### Fragmento ###

La última astracanada que se han inventado a propósito es digna de figurar en la historia del disparate. Un auto denominado Grupo pro fundación de la Cofradía de Flagelantes, tras el que se esconden algunos preclaros "capillitas" locales, preocupados porque "hace 30 años que no se funda una procesión (sic) en la ciudad", y al parecer la "gente tiene ganas de más Semana Santa", ha propuesto salir en la madrugada del viernes santo disciplinándose - contengan aún la risa - a fin de ofrecer a los turistas "algo nuevo que los anime a venir a Zamora". No me digan que no es gracioso, y que además hubiera hecho las delicias de Lacan. ¡Hombre, si los disciplinantes los prohibió aquí el obispo Jorge y Galbán en 1768, y más tarde Carlos III en todo el reino!

Estos modernos "capillitas", con permiso de Asterix, están locos, aunque sus delirios surrealistas no alcanzan la grandeza de los de Salvador Dalí. Que le vamos a hacer. Continúo con el retrato del "capillita" zamorano. La piedad no es su fuerte, pues de doctrina cristiana no anda muy sobrado, ya que no sabría distinguir un catecismo del Libro Rojo de Mao, de manera que difícilmente farfullará el credo apostólico; vamos que le falta más de un fervor.

Ahítos por hacer lo que sea, al precio que sea, envueltos en la seña bermeja, sablean a las autoridades civiles - siempre complacientes con todo lo que sea exaltación del zamoranismo casposo - y chantajean a las religiosas - a las que es casi imposible sacar un duro - siempre pusilánimes y claudicantes a sus propuestas, como la extemporánea salida de la Cofradía del Santo Entierro en plena canícula. Gol que el Obispado encajó mal a juzgar por la circular que en noviembre pasado envió el vicario general a los presidentes y directivos de las cofradías criticando la significación de efemérides con procesiones, y exhortando a celebrar lo que hubiere de significar con todo tipo de actos y cultos, pero no con procesiones en la calle, reservando su salida "para algún acto extraordinario de carácter diocesano, y siempre a criterio del obispo". Y a su criterio debió de autorizarse el vía crucis callejero del VII Congreso Nacional de Cofradías y Hermandades, que de alguna manera dejó con el culo al aire al señor vicario, y algo confusos a todos, por lo coherente de la decisión.

### Datos para examinar ###

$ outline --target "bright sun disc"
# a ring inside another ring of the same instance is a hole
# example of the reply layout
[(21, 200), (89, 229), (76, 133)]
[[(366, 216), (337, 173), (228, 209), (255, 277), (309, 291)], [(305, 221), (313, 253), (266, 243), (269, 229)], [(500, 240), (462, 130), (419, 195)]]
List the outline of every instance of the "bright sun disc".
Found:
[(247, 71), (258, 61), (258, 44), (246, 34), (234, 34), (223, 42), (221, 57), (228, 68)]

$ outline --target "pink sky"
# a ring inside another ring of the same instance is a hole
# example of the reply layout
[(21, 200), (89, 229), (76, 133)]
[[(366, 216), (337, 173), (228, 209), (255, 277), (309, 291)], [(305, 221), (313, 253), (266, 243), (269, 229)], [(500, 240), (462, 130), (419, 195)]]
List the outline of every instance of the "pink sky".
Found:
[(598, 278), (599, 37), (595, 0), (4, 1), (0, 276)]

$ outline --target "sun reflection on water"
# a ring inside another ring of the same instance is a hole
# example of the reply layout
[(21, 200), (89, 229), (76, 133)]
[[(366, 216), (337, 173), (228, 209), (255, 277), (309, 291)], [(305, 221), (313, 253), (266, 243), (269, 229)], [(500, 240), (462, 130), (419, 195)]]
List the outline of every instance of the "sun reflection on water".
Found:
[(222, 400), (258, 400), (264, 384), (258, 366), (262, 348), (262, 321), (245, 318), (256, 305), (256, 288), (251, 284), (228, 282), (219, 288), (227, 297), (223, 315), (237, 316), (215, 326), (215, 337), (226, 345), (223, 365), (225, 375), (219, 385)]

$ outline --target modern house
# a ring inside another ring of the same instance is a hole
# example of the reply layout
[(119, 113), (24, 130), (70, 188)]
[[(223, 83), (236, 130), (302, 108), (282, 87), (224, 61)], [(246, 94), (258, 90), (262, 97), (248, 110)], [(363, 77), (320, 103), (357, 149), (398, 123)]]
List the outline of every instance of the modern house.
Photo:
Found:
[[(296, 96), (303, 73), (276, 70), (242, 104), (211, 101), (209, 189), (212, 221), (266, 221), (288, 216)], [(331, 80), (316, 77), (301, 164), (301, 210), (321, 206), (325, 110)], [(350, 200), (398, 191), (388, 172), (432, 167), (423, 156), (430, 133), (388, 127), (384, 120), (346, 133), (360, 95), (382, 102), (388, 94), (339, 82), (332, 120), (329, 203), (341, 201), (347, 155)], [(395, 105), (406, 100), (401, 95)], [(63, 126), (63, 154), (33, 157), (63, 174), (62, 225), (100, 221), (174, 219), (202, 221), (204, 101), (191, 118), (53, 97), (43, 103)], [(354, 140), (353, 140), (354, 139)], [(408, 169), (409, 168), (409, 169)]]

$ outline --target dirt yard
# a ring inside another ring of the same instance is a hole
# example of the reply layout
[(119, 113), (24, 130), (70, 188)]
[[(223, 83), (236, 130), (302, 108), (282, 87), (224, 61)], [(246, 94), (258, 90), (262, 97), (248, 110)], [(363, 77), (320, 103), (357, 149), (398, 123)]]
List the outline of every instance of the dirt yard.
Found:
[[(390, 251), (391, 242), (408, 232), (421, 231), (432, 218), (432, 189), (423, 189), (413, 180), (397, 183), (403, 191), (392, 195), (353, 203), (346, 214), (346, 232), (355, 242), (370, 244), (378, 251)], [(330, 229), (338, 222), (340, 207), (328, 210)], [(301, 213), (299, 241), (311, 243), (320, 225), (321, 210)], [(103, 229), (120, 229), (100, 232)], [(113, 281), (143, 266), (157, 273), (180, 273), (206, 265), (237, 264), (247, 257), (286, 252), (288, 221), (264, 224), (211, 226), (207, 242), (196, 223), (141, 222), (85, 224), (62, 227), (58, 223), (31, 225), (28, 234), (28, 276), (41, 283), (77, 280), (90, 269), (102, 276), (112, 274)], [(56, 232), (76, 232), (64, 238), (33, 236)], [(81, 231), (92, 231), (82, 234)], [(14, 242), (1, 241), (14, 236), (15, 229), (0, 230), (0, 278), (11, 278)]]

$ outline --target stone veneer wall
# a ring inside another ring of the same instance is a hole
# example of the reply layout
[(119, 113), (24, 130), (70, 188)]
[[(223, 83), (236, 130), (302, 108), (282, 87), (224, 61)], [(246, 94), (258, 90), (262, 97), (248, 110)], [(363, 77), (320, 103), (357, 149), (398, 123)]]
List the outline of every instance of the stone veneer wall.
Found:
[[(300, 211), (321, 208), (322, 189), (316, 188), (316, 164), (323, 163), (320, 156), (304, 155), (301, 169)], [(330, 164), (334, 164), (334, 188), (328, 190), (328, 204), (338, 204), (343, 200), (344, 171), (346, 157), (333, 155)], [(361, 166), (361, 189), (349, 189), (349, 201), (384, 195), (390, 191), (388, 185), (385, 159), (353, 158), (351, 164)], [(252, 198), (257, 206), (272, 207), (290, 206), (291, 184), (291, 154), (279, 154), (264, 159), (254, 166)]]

###

Explora el material:
1. Responde estas preguntas sobre el fragmento de los capillitas de Zamora:
(a) ¿Qué obispo prohibió aquí a los disciplinantes y en qué año?
(b) ¿Con qué libro dice el autor que el capillita no sabría distinguir un catecismo?
(c) ¿En qué mes envió el vicario general su circular a las cofradías?
2. Enumera todas las personas o personajes que aparecen con nombre propio en el fragmento de los capillitas de Zamora.
3. Escribe lo que sigue en el fragmento de los capillitas de Zamora, a partir de su última frase.

Respuestas a continuación:
1.
(a) El obispo Jorge y Galbán, en 1768.
(b) Con el Libro Rojo de Mao.
(c) En noviembre pasado.

2. Lacan, Jorge y Galbán, Carlos III, Asterix, Salvador Dalí, Mao

3.
El "capillita", que como el diablo no duerme, ha vuelto a la carga con una retrógrada extravagancia, y si Dios no lo remedia habrá otra procesión extraordinaria, aunque el día y el marco estén por decidir. Hablo de la ya aprobada - por aclamación como las Cortes de Franco - coronación canónica de la imagen de la Virgen de la Soledad, que nos devolverá a los ya lejanos y felizmente superados años del nacionalcatolicismo. Ya me dirán como se la van a negar teniendo el precedente de la de Nuestra Madre de las Angustias, otra epopéyica bajada de pantalones. Está buena la Iglesia diocesana y las cofradías para festejos anacrónicos ¿Qué sentido tiene hoy coronar imágenes? Si lo tiene, deberían explicárnoslo. Todo esto es una bofetada al reto de la nueva evangelización. De qué servirá acompañar la coronación de un rancio programa de cultos, a los que asistirán unas pocas beatas - pobrecitas mías - porque el fin principal es la procesión, a la que acudirán en tropel quienes además de no pisar la iglesia, no se sienten parte de ella.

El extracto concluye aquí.